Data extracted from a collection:
>>>

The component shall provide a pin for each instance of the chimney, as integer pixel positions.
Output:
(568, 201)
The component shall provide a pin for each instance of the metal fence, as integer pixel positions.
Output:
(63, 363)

<<<

● DO THIS
Please write out each of the records above exactly as it stands.

● RESULT OF THIS EXERCISE
The component shall provide a pin for each instance of the chimney, as integer pixel positions.
Output:
(568, 201)
The component shall provide a pin for each instance of the metal fence, as integer pixel positions.
Output:
(63, 363)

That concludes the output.